Lewis Foreman in his
booklet essay guides the listener through the lives of Potter
and Sterndale Bennett - as with Vaughan Williams please
resist the temptation to hyphenate!
Mr Foreman tells us
that of Potter's pupils at the Royal Academy in London, Sterndale Bennett was the most successful. He was born
in Sheffield but brought up in Cambridge. The Op. 43 symphony was written in splendid isolation
in the 1860s after a quartet of symphonies were completed
by him in the 1830s. This same period also saw the piano
concertos - all recorded years ago on Lyrita and still available
from Harold Moores.
The 1867 Symphony sounds
rather like Schubert with infusions of Weber. It shivers
and bristles with lovely effects including superb antiphonal
dialogue from first and second violins split by Bostock
right and left - Boult and Handley-style. There is some
exciting writing for the horns which looks forward well
into the new century to Stanford's Second Piano Concerto.
In the two outer movements it is also possible to discern
the rather tense and eager romanticism of Parry's neglected
First Symphony. In its first movement it has the harried
overcast angst of Schubert's Unfinished Symphony.
The following Minuetto is relaxed apart from some not very
stern admonitions from the brass. The third movement has
a Dvořákian pastoral lilt which continues with pattering
delight into the Mendelssohn-style Intermezzo. Sturm und
Drang shakes the rafters of the Rondo finale which again
displays Mendelssohnian traits alongside great draughts
of 'the grand manner' from Schubert 9. Indeed the Great
C major is bound to be in your mind as you hear the closing
pages.
Sterndale Bennett is
reasonably well known to enthusiasts who may have some of
the previous recordings on Lyrita or Hyperion. Potter is
an unknown quantity except to those in the UK who heard the BBC broadcasts of 1995. That mini-series featured four
of the Potter symphonies in which the Ulster Orchestra were variously conducted by Jerzy Maksymiuk,
John Carewe and John Lubbock..
Potter is not afraid,
in this 1826 symphony, to embrace Beethovenian conflict.

• _Data rows_
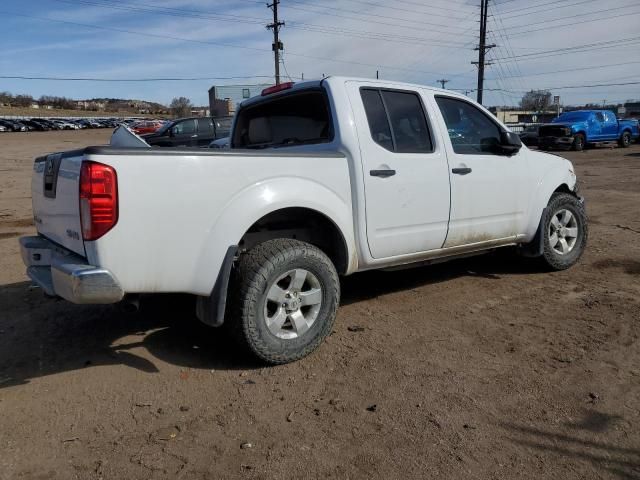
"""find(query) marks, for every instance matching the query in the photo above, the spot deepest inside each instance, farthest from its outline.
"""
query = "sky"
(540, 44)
...
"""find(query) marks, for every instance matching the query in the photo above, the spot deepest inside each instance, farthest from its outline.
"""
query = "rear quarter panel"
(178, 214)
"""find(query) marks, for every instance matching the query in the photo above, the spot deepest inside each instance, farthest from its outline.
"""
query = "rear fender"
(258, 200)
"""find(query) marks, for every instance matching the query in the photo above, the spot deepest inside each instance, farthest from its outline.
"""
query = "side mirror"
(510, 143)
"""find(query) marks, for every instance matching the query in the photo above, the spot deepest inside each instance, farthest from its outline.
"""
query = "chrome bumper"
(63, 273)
==
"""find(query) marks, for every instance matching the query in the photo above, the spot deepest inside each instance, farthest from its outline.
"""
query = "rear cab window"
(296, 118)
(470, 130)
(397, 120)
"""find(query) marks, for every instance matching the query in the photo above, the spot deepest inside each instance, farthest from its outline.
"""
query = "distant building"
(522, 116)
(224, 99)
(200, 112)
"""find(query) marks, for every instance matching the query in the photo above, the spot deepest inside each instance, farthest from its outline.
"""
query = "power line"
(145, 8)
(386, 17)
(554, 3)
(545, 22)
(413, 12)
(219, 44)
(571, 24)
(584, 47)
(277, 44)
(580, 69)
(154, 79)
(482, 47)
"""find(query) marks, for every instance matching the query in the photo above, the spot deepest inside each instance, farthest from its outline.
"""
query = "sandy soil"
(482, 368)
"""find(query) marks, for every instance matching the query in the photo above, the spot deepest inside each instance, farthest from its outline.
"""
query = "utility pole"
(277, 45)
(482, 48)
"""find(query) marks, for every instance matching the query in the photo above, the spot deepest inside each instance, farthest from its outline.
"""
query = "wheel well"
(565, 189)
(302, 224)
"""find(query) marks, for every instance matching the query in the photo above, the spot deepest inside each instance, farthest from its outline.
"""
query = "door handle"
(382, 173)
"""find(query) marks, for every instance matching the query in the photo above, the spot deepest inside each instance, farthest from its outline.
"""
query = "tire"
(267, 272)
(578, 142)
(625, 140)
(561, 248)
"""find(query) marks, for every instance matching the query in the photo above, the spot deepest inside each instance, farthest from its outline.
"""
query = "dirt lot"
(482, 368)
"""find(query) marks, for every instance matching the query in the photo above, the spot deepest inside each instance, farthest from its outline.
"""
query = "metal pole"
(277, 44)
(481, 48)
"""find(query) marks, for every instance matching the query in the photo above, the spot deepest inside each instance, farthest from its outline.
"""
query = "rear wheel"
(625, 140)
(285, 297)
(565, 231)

• _Work to do_
1) How many lines in the entries contain the string "pole"? Count them and reply with the number alone.
2) Can you carry on the symphony review from the point where it stops?

• _Answers by task_
1) 2

2)
However he quickly contrasts it with an almost Bellinian
bel canto at 3.50 (tr. 6) which he then toys with
fugally before yet more emotional abrasion is let loose.
The andantino grazioso may well remind us of late Haydn
or the first two Beethoven symphonies. It ends with hunting
horn evocations. The finale with its rusticity and playfulness
looks to the example of Beethoven's Pastoral but
with an element of the operatic Wolf Glen.
Both of these nineteenth
century British symphonies are performed with élan and doughty
style. Where ClassicO have lead the way it would not surprise
me if CPO were to follow.
Oh and by the way,
if you were wondering, Vol. 13 was the first two Alan Bush
symphonies.
This is a typically
well documented CD and we are indebted to ClassicO for drawing
the curtains back to let in the light on these two symphonies.
While the most immediately pleasing of the two is certainly
the Sterndale Bennett it is fascinating to hear the Potter.
I hope that there will be more from both composers' symphonic
output.
Rob Barnett
Just wanted to point out that this is not the
first recording of Potter symphonies
as Rob Barnett seems to suggest
- the Milton Keynes Chamber Orchestra
recorded two of them in the 1980s.
That is one of my favourite disks
(unfortunately now no longer available)
and in my view shows Potter to
be a very good symphonist. There
are very few British composers
that we know about in this period
and I will certainly be getting
this latest release.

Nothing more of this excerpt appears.